═════ Extracted entries

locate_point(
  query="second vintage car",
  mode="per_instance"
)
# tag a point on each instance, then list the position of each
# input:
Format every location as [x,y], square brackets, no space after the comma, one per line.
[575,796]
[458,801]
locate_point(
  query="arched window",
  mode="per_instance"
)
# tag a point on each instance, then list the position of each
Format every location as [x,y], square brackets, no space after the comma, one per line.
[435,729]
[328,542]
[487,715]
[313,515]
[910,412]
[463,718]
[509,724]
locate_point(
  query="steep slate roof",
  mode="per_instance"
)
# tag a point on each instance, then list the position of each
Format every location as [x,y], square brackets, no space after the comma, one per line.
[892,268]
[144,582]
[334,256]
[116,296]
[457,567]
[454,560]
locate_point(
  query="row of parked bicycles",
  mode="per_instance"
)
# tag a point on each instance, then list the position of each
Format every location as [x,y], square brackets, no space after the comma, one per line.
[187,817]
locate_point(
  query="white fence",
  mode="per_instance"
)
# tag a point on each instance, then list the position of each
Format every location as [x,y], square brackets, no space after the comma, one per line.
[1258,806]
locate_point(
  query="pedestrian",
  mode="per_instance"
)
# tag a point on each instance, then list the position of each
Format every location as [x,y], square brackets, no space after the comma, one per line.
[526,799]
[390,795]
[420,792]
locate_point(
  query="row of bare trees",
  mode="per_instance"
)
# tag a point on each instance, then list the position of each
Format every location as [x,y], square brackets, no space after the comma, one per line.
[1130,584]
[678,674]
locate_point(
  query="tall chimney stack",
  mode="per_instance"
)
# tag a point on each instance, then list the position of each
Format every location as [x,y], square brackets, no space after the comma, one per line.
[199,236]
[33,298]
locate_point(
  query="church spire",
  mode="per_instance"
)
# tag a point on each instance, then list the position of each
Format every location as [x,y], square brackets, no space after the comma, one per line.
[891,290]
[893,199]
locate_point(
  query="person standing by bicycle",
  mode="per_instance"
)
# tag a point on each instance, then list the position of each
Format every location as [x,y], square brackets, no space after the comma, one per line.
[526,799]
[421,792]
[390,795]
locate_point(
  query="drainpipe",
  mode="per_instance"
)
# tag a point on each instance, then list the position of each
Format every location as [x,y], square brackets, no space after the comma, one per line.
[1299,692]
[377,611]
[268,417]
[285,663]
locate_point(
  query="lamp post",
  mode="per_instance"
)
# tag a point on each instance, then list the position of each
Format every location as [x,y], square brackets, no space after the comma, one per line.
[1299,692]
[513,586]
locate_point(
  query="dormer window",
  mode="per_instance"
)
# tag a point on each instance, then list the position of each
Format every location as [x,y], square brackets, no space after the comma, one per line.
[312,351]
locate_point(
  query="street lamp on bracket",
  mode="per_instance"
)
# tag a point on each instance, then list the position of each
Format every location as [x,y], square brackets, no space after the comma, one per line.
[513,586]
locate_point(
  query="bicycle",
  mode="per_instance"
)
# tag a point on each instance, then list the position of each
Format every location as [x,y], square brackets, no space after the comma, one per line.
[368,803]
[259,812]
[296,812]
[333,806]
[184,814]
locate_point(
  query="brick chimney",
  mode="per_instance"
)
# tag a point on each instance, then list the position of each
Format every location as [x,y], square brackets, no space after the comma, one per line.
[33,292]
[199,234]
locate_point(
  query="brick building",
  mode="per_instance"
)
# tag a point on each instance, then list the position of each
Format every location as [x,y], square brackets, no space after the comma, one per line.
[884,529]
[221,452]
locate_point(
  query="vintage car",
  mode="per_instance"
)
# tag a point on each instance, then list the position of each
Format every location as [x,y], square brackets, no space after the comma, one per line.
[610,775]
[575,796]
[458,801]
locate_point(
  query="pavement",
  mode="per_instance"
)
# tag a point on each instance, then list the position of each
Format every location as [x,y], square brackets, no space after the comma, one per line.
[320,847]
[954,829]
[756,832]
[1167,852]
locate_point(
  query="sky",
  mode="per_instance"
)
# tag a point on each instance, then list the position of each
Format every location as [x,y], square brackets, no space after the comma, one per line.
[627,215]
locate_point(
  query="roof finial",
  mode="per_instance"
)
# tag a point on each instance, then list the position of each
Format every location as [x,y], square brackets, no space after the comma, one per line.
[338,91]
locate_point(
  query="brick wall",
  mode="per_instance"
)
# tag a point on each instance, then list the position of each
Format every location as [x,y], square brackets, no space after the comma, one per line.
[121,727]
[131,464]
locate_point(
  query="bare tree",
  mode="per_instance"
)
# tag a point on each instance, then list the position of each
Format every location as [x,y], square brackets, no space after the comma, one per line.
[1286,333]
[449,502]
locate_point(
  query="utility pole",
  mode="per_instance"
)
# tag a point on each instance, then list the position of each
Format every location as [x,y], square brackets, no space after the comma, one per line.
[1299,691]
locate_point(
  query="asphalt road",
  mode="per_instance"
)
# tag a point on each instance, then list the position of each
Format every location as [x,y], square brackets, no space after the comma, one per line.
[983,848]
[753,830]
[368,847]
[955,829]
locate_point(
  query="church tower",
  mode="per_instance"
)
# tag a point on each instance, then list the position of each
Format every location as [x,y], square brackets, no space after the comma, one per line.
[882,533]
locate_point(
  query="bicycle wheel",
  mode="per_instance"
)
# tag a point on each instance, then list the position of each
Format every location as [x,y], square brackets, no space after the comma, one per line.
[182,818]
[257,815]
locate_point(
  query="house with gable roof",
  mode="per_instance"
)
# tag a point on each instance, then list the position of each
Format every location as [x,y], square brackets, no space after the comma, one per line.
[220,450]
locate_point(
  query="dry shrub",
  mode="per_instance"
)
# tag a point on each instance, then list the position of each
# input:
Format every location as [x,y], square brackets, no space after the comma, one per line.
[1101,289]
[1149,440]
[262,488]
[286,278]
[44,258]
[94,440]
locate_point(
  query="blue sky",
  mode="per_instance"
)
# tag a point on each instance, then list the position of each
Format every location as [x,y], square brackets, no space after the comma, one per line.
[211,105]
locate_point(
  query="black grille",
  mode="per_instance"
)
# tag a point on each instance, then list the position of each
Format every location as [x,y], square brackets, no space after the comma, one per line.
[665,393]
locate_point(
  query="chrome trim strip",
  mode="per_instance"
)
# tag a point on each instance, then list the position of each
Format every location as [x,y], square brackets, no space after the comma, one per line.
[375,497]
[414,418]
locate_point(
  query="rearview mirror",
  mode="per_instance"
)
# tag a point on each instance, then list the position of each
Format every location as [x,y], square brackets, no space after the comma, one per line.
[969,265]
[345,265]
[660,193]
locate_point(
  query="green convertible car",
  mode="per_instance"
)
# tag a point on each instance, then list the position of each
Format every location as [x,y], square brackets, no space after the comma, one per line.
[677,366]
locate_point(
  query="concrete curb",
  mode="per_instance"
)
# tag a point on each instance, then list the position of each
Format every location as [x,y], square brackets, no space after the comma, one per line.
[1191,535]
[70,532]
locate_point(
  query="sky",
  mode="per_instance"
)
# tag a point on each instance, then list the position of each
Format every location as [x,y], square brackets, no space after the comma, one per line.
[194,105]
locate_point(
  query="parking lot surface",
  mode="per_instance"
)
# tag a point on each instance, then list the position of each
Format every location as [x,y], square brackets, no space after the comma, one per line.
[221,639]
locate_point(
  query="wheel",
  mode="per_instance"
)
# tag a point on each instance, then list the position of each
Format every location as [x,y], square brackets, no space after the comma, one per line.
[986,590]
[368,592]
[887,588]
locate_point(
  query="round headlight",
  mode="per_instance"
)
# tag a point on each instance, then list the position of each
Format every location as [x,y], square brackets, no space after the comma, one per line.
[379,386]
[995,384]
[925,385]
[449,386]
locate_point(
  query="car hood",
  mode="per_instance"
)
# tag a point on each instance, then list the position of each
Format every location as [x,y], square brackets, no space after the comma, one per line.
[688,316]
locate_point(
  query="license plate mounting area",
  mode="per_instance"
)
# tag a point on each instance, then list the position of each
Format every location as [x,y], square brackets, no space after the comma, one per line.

══════════

* _Exercise task_:
Show every line of the material above that contains the string "church", copying each one in full.

* _Complete response_:
  query="church spire",
  query="church tower",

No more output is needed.